ESTRATTO DEL DOCUMENTO:
/---

Si vive oggi la globalizzazione e con essa il rischio di perdere le tradizioni e le capacità di palpare i sentimenti e la saggezza dei nostri avi. Santadi è un paese di quattromila abitanti del basso Sulcis, terra di Sardegna che guarda l’Africa, e da 44 anni celebra la prima domenica di agosto “sa coia maurreddina”, il più antico sposalizio cattolico secondo le tradizioni rurali della gente sulcitana.

Perché proprio a Santadi e perché il matrimonio è detto mauritano “maurreddino”? A Santadi perché in passato il suo vasto territorio costituiva una delle due Cappellanerie del Sulcis dove appunto il Cappellano officiava i matrimoni. L’aggettivo “mauritano” non deve trarre in inganno, non si tratta di un rito pagano, ma il riferimento è relativo ai mori (maurrus) che, provenienti dall’Africa, un tempo sono sbarcati nelle coste sulcitane, hanno occupato il territorio di Santadi e spingendosi ad est hanno persino espugnato Cagliari; maurreddinu è diminutivo di maurru.

\---

REQUISITI DEL COMPITO: Riporti testualmente il passo dell'estratto del documento compreso tra "Si vive oggi" e "della gente sulcitana.", estremi inclusi.

DATI:
/---

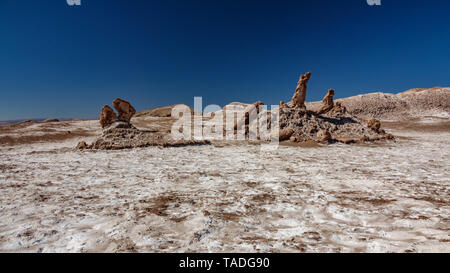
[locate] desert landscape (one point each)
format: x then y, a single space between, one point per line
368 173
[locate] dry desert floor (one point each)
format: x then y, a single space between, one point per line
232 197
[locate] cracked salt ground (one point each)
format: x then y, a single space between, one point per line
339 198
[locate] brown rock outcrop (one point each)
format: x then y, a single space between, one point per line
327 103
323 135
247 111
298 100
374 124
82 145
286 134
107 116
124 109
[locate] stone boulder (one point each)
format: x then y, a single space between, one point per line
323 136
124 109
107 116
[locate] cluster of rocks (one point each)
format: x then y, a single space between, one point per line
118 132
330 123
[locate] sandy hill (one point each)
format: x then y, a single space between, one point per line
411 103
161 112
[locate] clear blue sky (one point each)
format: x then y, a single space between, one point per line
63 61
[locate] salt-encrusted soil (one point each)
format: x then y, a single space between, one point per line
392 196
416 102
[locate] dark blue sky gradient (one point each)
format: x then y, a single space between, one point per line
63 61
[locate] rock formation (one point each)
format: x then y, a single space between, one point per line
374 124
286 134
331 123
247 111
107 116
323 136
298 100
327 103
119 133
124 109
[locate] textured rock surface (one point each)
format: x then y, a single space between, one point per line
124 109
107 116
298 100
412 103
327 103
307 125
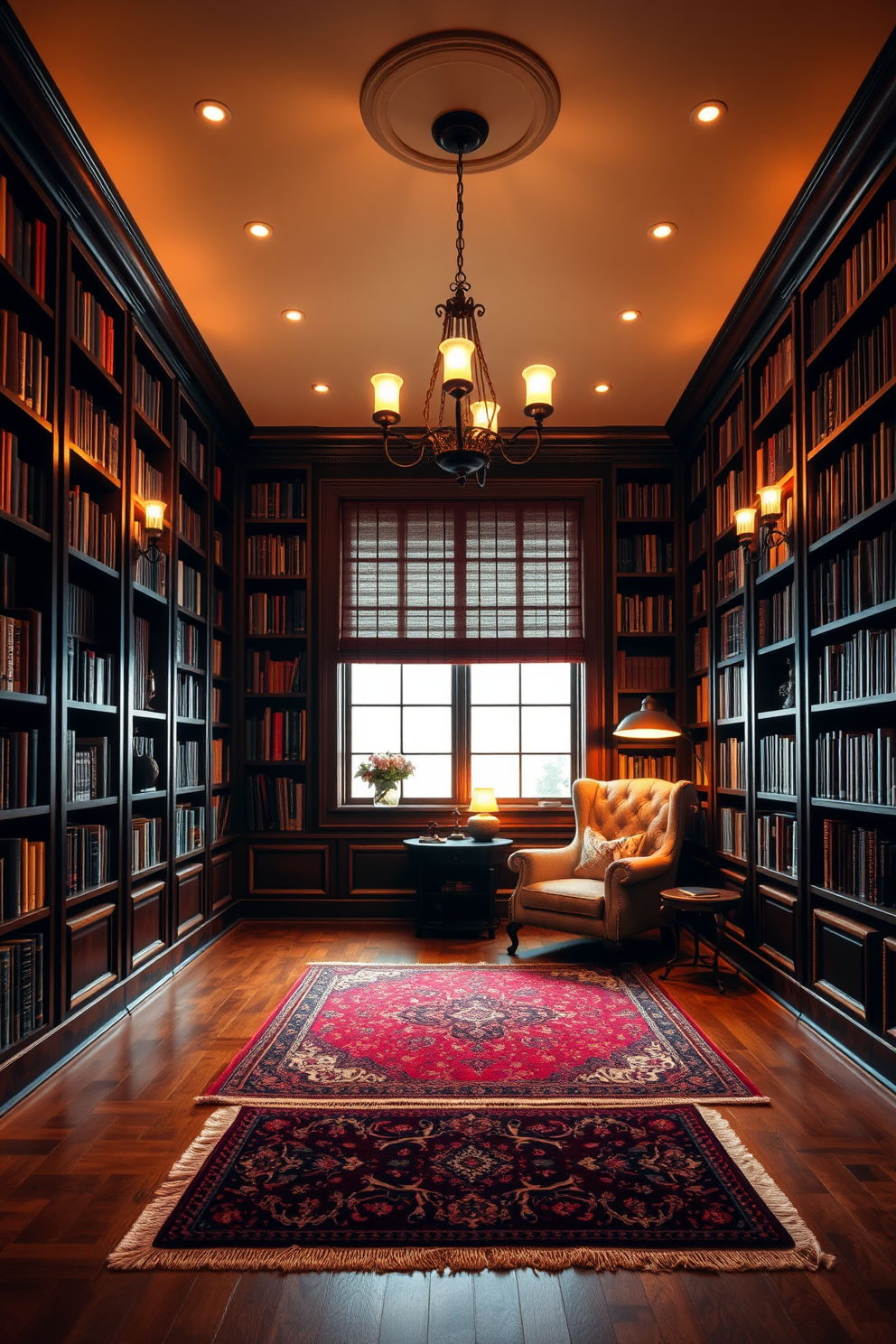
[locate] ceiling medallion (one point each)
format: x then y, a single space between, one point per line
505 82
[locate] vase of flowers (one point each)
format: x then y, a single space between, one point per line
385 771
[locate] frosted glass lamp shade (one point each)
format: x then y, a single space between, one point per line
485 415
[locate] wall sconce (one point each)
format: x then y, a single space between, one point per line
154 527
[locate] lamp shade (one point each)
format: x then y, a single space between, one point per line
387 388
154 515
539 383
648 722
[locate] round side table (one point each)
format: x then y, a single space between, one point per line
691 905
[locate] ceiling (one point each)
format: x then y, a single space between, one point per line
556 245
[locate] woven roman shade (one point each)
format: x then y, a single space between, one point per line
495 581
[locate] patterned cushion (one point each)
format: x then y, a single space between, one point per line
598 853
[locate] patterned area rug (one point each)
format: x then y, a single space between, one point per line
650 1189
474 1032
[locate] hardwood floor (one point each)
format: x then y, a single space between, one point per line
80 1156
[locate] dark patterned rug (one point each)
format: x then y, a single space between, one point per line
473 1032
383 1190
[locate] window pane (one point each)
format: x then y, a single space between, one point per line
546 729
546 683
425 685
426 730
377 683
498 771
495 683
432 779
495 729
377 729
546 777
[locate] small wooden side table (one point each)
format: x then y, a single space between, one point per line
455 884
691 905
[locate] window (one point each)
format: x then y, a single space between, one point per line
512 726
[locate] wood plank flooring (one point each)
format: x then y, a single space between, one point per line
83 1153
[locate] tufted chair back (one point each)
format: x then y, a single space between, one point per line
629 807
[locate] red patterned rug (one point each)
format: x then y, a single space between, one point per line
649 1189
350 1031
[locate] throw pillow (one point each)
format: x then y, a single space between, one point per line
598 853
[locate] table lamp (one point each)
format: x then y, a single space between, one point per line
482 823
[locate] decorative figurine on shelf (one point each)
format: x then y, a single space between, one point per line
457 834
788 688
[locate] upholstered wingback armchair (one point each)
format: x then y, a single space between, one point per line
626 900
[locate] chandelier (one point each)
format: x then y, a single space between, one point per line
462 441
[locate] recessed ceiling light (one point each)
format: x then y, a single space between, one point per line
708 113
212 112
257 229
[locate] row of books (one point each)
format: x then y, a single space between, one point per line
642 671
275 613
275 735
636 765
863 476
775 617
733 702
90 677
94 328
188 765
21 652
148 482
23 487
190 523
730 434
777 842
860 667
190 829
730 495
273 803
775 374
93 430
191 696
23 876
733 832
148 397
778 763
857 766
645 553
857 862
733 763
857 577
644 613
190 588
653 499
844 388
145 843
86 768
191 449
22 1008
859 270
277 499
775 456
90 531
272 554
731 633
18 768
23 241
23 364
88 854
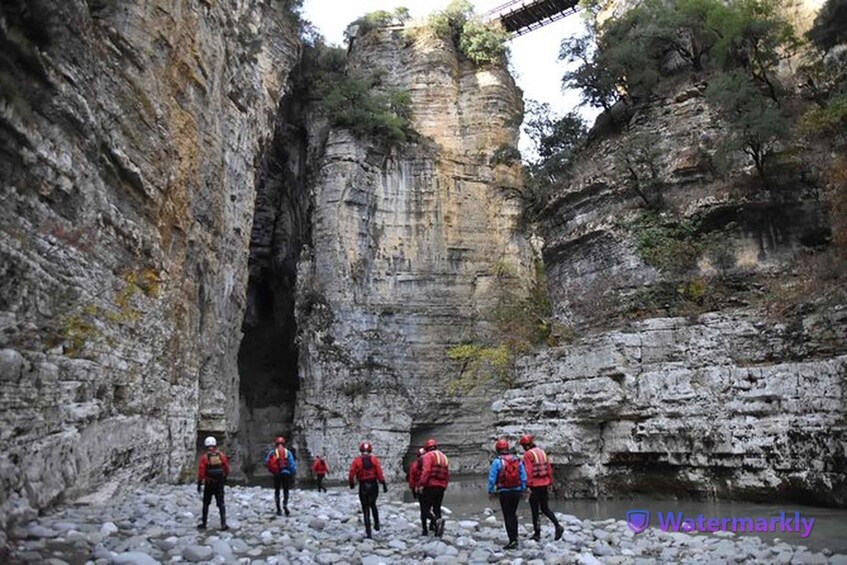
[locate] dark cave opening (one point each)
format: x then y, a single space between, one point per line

\---
/---

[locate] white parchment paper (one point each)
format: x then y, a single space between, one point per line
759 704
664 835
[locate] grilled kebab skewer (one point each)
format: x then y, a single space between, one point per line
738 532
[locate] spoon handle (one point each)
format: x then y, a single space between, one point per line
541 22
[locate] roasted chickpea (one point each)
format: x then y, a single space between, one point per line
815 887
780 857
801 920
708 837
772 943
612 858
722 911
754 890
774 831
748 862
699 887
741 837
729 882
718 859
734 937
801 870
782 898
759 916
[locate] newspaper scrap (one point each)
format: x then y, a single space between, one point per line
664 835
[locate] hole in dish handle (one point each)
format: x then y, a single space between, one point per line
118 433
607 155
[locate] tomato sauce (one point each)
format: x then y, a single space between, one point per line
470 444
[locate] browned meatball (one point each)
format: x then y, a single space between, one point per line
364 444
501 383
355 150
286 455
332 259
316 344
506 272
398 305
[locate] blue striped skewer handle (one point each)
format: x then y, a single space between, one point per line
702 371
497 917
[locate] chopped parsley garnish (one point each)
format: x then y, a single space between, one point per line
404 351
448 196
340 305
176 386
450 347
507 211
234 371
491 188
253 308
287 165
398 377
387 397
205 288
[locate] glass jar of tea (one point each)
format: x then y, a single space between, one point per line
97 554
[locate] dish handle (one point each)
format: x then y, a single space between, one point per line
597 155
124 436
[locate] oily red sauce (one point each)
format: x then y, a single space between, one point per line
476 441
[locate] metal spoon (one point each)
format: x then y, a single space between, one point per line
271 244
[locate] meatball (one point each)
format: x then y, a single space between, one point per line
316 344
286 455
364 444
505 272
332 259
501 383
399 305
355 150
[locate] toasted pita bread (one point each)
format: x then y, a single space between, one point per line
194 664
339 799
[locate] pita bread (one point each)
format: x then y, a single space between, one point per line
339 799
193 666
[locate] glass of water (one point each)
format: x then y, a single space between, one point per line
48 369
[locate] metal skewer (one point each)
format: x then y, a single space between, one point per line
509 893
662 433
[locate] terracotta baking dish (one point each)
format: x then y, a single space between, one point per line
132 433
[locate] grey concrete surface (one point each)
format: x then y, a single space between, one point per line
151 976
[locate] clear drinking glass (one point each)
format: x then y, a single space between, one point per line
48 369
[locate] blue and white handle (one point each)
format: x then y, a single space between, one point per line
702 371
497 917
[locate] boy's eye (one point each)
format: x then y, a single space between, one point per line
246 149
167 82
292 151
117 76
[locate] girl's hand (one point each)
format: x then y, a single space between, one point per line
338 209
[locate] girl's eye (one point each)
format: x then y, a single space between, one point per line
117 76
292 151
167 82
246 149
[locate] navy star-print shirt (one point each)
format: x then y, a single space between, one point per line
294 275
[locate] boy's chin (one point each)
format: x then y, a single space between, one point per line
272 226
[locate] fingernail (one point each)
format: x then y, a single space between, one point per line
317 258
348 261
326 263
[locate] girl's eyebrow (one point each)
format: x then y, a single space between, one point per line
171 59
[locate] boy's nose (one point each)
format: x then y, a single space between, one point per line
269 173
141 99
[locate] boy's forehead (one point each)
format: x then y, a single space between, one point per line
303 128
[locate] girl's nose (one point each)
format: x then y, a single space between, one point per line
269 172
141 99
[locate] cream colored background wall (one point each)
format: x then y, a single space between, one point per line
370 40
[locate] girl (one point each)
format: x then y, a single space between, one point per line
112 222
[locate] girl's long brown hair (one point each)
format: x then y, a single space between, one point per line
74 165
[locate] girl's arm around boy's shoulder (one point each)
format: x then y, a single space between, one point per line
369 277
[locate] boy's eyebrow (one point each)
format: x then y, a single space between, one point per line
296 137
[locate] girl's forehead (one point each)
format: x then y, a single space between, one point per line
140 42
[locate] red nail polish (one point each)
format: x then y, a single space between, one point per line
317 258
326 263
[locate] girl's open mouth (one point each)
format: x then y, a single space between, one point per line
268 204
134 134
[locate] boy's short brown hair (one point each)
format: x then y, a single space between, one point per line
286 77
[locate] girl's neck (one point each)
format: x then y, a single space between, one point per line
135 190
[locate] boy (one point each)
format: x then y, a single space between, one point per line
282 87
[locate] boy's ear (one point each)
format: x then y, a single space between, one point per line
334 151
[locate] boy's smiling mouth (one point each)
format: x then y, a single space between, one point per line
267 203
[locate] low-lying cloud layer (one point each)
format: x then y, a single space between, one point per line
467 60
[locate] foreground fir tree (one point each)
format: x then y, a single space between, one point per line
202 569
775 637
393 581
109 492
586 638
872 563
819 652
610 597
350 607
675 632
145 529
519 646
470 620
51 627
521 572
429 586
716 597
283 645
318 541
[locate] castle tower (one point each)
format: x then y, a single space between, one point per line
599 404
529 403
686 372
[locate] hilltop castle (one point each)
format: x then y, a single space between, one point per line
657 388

\---
/---

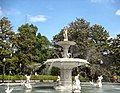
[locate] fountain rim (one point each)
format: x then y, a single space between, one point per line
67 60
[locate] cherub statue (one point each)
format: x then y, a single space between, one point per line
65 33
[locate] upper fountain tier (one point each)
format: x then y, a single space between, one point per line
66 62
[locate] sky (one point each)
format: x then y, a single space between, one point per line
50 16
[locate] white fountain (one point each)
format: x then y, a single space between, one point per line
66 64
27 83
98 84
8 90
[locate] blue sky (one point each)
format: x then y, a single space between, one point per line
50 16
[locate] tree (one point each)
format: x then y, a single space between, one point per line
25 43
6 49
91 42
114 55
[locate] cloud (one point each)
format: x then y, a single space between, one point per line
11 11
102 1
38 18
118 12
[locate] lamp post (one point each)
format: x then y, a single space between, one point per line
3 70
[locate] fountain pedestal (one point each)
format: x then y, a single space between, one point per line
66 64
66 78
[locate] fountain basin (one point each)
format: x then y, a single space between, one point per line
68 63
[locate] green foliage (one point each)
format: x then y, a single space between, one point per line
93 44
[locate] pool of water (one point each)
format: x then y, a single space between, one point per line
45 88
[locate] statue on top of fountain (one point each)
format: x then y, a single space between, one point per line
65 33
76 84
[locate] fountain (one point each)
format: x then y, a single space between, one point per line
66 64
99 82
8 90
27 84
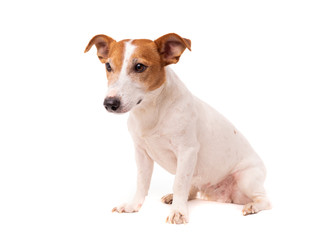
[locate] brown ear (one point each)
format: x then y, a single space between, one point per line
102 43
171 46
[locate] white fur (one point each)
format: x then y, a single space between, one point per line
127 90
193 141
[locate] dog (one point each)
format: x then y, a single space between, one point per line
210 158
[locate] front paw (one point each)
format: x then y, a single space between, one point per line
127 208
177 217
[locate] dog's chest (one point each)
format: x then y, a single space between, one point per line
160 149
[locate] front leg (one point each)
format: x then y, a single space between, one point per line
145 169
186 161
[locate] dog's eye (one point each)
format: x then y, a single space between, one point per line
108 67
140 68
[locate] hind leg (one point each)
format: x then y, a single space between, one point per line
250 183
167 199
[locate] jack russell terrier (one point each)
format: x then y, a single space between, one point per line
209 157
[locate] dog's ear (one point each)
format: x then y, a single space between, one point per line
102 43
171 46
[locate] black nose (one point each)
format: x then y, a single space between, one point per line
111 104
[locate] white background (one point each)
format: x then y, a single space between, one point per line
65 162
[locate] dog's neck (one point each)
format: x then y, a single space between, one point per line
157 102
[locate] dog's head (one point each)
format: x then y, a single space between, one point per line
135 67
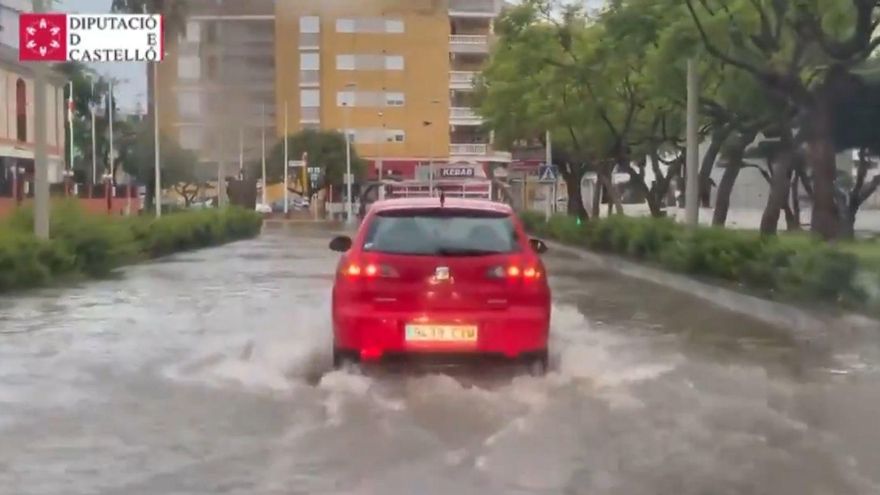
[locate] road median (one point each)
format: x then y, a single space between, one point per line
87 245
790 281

\---

SOLUZIONE DEL COMPITO:
Si vive oggi la globalizzazione e con essa il rischio di perdere le tradizioni e le capacità di palpare i sentimenti e la saggezza dei nostri avi. Santadi è un paese di quattromila abitanti del basso Sulcis, terra di Sardegna che guarda l’Africa, e da 44 anni celebra la prima domenica di agosto “sa coia maurreddina”, il più antico sposalizio cattolico secondo le tradizioni rurali della gente sulcitana.